**Exercise brief:**
Reproduce the snake bite account below word for word, from start to finish.
START Text provided
Couple of weeks back, we had a young boy wheeled in. It was late evening, just after we finished our outpatient work.
The history was that of a bite at dawn while he was sleeping on the floor. The boy had seen the snake slightering off into the dark but could not identify it.
As is common practice, he was taken to the jhad phuk who did his chanting and gave some medicine. He proclaimed that the boy was free of any poison and therefore sent him home. The family did not make much about the snake bite and took him home.
At home, our dear friend started to feel quite funny. He noticed that he was having difficult keeping his eyes open as well as there was a funny feeling on his throat. He thought that it must be something which he ate that got stuck in his throat. By the time, school was over late afternoon, he realised that something was grossly wrong with him.
The parents linked the symptoms to the snake bite which he had early morning and took him again to the witch doctor. The witch doctor did his mumbo-jumbo and then proclaimed that it does not look like a snake bite, rather it looks like a Bengal Monitor bite. He washed his hands off the patient and asked them to take him to a proper hospital.
After a visit to one more jhad phuk, they arrived at KCH - a full 13 hours after the bite.
It was a very obvious neurotoxic bite. I conveyed the diagnosis to the relatives and gave the option of treating or taking to a higher centre. Well, you may be surprised that I gave them the option to take to a higher centre. The reason was that there was a very portly and goon looking gentleman among the bunch of relatives who argued with me that it was not a case of snake bite.
END Text provided
START Data records
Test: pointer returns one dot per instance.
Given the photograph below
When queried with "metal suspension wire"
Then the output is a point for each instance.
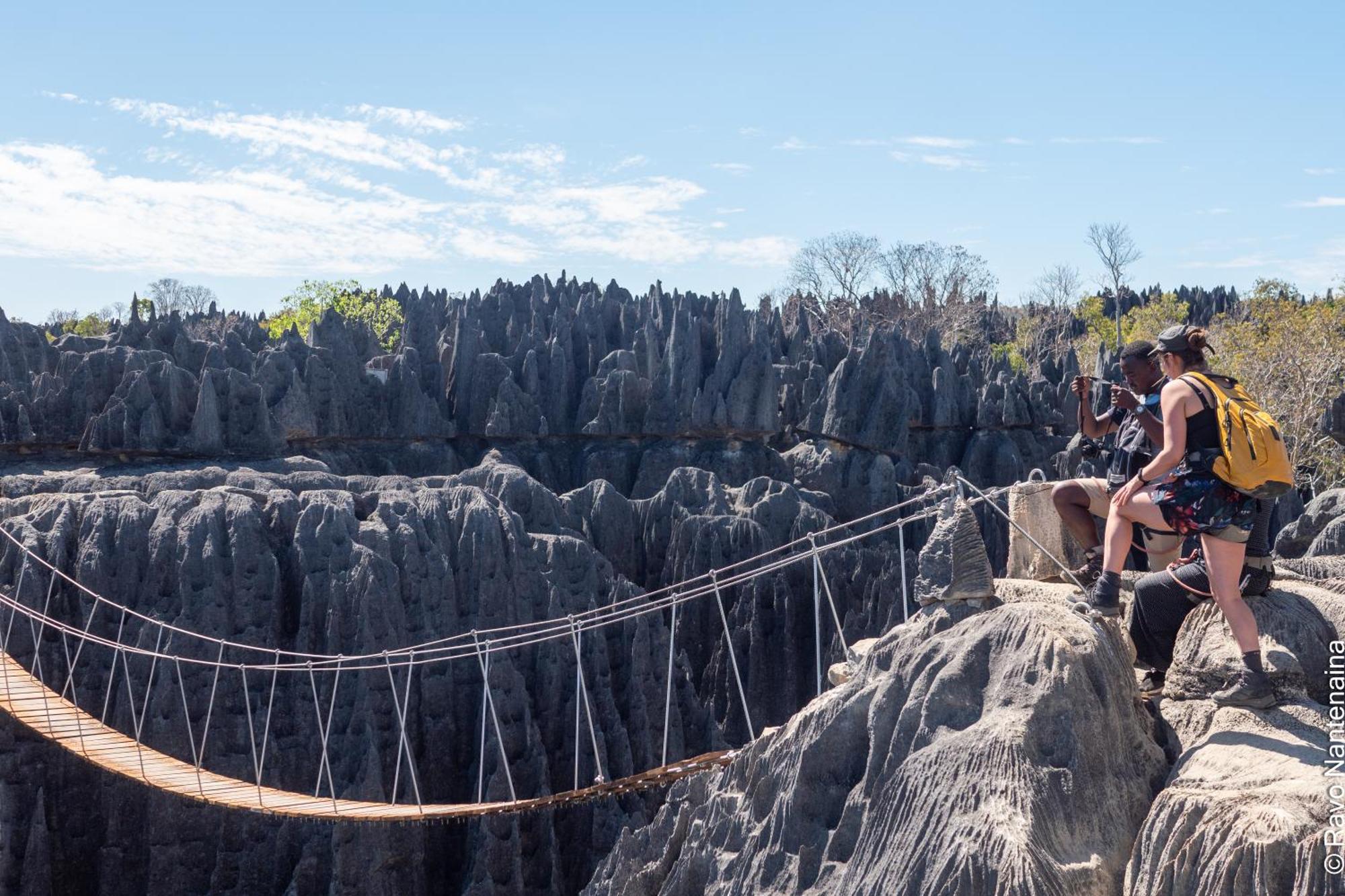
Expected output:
(541, 631)
(442, 650)
(492, 633)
END Data records
**Answer section:**
Couple of weeks back, we had a young boy wheeled in. It was late evening, just after we finished our outpatient work.
The history was that of a bite at dawn while he was sleeping on the floor. The boy had seen the snake slightering off into the dark but could not identify it.
As is common practice, he was taken to the jhad phuk who did his chanting and gave some medicine. He proclaimed that the boy was free of any poison and therefore sent him home. The family did not make much about the snake bite and took him home.
At home, our dear friend started to feel quite funny. He noticed that he was having difficult keeping his eyes open as well as there was a funny feeling on his throat. He thought that it must be something which he ate that got stuck in his throat. By the time, school was over late afternoon, he realised that something was grossly wrong with him.
The parents linked the symptoms to the snake bite which he had early morning and took him again to the witch doctor. The witch doctor did his mumbo-jumbo and then proclaimed that it does not look like a snake bite, rather it looks like a Bengal Monitor bite. He washed his hands off the patient and asked them to take him to a proper hospital.
After a visit to one more jhad phuk, they arrived at KCH - a full 13 hours after the bite.
It was a very obvious neurotoxic bite. I conveyed the diagnosis to the relatives and gave the option of treating or taking to a higher centre. Well, you may be surprised that I gave them the option to take to a higher centre. The reason was that there was a very portly and goon looking gentleman among the bunch of relatives who argued with me that it was not a case of snake bite.